| DOCUMENT SECTION |
Let $U$ and $P$ be prefix-free languages with alphabet $\{0,1\}$. We say that $U$ can encode $P$ with at most a constant overhead if there exists an injective function $c:P \to U$ and a constant $a$ such that

$$\forall s \in P. |c(s)| \le a + |s|$$

For example, any prefix-free language can encode itself with an overhead of $0$.

Consider the prefix-free languages

$$U = (00|01)^*1$$ $$P = 0^*1$$

Then let the function $c$ which takes the string $0^n1$, converts $n$ to binary, puts a $0$ before each bit, and puts a $1$ at the end. Then $U$ encodes $P$ using $c$ with an overhead of $2$.

Additionally, given a countable set of prefix languages $S$, we can define

$$U = 0^n1S_n$$

where $S_n$ is the nth prefix language in $S$. Then $U$ can encode $S_n$ with at most an overhead of $n+1$. So $U$ can encode any prefix-free language in $S_n$ with at most constant overhead.

| THINGS TO DO |
1/ Copy the prefix-free languages text, everything from "Then let the" down to "most constant overhead.", changing "overhead" to "extra length".
2/ Answer these about the prefix-free languages text:
(a) What alphabet do the languages $U$ and $P$ use?
(b) With what overhead can any prefix-free language encode itself?
(c) With what overhead does $U = (00|01)^*1$ encode $P = 0^*1$ using $c$?
You won't need the material that comes after this.

| SUPPLIED INFORMATION |
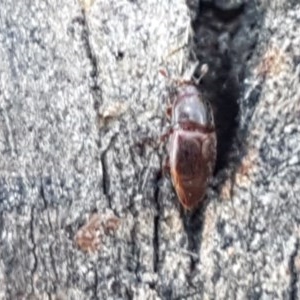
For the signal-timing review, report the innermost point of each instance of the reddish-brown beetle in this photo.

| ANSWERS PER TASK |
1/
Then let the function $c$ which takes the string $0^n1$, converts $n$ to binary, puts a $0$ before each bit, and puts a $1$ at the end. Then $U$ encodes $P$ using $c$ with an extra length of $2$.

Additionally, given a countable set of prefix languages $S$, we can define

$$U = 0^n1S_n$$

where $S_n$ is the nth prefix language in $S$. Then $U$ can encode $S_n$ with at most an extra length of $n+1$. So $U$ can encode any prefix-free language in $S_n$ with at most constant extra length.

2/
(a) $\{0,1\}$
(b) $0$
(c) $2$